▸ **EXTRACT TO READ**:
Hi (especially Wayne), ftp.gwdg.de is rsyncing most of the data from about 500 other rsync servers. Especially during the general "high traffic" phases like the release of a new Knoppix ISO or a new SUSE distribution or a new KDE release, I see timeouts with other servers which have maximum traffic at that time. There is a general scheme: 1. rsync is building the data base of the remote files 2. rsync is building the data base of the local files 3. rsync is reporting to start the necessary actions 4. the connection has timed out. At ftp.gwdg.de, I have set in /etc/rsyncd.conf timeout = 15000 for just obeying the possible bottlenecks of "the other side" in phases of high traffic without riscing lots of unrecognized dead processes, but it seems impossible for me to share this aspect with all the other server maintainers... So, my question (indeed more, a wish): wouldn't it be possible to start bulding both databases in parallel, or shortly after each other? Cheers -e -- Eberhard Moenkeberg (emoenke@gwdg.de, em@kki.org)
On Tue, Sep 07, 2004 at 10:48:31PM +0200, Eberhard Moenkeberg wrote:> So, my question (indeed more, a wish): wouldn't it be possible to start > bulding both databases in parallel, or shortly after each other?That would be possible, yes, but it might be tricky to get it efficient (since you would either need to poll the socket data while scanning the directories or to use a separate thread). This double scan only occurs when the --delete option is used, so one change you can try is to switch over to using --delete-after. This ensures that the transfer completes before the receiving side starts its directory-deletion scanning, making the timeout less disruptive. If this works for you and if you have a hard time getting your users to change their habits, you could even install a custom rsync that would interpret --delete as --delete-after. ..wayne..
On Tue, 7 Sep 2004 20:49:21 +0000 (UTC), Eberhard Moenkeberg <emoenke@gwdg.de> wrote:> So, my question (indeed more, a wish): wouldn't it be possible to start > bulding both databases in parallel, or shortly after each other?I would also vote for such a feature, building the filelist databases in parallel. We are using rsync within dirvish to backup large filesystems (> 1000000 files) and the process of building these filelist alone takes a huge time. Greetings -- Robert Sander Senior Manager Information Systems Epigenomics AG Kleine Praesidentenstr. 1 10178 Berlin, Germany phone:+49-30-24345-330 fax:+49-30-24345-555 http://www.epigenomics.com robert.sander@epigenomics.com What we anticipate seldom occurs; what we least expect generally happens. -- Bengamin Disraeli
On Wed, Sep 08, 2004 at 07:15:23AM +0000, Robert Sander wrote:> I would also vote for such a feature, building the filelist databases > in parallel.The whole scan-first-then-send idiom needs to be replaced with an incremental algorithm (which was the subject of the rZync protocol test code I wrote a while back). When I get around to working on a replacement rsync protocol once again this will finally be taken care of. ..wayne..

▸ **EXERCISE DATA**:
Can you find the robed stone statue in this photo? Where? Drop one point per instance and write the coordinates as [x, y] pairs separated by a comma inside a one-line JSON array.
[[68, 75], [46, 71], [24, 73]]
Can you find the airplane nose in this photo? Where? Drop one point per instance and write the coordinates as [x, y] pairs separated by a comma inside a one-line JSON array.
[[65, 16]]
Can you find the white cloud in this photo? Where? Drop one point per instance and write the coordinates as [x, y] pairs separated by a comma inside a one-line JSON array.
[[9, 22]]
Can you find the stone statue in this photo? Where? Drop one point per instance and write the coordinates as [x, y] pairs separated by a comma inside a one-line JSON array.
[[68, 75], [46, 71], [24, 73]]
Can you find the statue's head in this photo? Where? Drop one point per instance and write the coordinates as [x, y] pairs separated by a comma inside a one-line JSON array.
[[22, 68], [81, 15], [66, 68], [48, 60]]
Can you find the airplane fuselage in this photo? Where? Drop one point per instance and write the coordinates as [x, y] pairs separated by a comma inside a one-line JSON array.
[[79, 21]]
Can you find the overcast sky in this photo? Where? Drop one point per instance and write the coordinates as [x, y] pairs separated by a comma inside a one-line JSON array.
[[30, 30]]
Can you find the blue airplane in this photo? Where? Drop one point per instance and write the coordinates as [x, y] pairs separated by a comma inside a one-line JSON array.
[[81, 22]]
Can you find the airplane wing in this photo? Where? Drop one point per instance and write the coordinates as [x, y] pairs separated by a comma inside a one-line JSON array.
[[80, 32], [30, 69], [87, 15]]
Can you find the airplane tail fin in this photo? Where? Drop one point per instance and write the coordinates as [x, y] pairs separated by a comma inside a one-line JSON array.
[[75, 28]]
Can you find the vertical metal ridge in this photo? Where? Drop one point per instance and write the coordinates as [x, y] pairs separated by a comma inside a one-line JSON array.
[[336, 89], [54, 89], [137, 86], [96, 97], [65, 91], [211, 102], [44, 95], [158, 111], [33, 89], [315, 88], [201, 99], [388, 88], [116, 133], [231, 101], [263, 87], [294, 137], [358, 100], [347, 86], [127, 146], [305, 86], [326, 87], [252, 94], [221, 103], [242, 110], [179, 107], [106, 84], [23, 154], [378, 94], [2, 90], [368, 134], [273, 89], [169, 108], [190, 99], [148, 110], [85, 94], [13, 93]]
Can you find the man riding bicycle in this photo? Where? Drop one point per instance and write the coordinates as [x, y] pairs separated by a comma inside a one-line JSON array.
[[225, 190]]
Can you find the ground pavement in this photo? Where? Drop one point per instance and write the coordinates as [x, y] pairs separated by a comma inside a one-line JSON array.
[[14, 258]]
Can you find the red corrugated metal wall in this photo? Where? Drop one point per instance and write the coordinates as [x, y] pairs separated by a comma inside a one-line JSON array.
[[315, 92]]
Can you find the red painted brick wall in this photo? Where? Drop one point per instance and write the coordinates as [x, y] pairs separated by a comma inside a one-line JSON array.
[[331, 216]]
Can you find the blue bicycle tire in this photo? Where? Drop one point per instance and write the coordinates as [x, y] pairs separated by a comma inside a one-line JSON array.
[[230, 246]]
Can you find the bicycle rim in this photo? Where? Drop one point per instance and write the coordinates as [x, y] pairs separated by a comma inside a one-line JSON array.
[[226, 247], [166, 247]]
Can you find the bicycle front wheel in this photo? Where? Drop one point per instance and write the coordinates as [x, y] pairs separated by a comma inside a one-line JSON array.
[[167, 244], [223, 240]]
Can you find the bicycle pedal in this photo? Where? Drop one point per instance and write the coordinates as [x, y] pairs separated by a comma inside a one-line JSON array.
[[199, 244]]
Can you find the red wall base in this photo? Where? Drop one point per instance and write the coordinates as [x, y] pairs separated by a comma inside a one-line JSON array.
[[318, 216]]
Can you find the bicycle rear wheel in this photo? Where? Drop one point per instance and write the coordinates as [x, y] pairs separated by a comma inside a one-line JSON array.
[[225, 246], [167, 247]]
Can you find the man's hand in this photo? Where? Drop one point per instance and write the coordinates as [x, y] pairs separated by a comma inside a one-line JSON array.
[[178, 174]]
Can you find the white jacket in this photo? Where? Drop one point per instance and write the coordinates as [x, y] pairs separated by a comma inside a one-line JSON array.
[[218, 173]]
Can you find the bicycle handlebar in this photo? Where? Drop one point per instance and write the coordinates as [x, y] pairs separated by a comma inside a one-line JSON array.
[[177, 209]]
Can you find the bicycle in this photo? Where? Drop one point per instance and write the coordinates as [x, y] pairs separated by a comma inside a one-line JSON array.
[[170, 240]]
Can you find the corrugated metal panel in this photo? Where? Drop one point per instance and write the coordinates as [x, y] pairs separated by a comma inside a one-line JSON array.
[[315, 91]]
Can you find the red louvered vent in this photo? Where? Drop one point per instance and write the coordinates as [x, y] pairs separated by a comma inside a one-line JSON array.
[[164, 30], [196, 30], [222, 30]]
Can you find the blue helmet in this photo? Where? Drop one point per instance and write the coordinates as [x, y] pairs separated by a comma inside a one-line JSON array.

▸ **PROMPT**: Please reproduce the part of the rsync thread above that begins at the words "On Tue, Sep" and stops after the words "as --delete-after. ..wayne..".

▸ **SOLUTION TO THIS EXERCISE**:
On Tue, Sep 07, 2004 at 10:48:31PM +0200, Eberhard Moenkeberg wrote:> So, my question (indeed more, a wish): wouldn't it be possible to start > bulding both databases in parallel, or shortly after each other?That would be possible, yes, but it might be tricky to get it efficient (since you would either need to poll the socket data while scanning the directories or to use a separate thread). This double scan only occurs when the --delete option is used, so one change you can try is to switch over to using --delete-after. This ensures that the transfer completes before the receiving side starts its directory-deletion scanning, making the timeout less disruptive. If this works for you and if you have a hard time getting your users to change their habits, you could even install a custom rsync that would interpret --delete as --delete-after. ..wayne..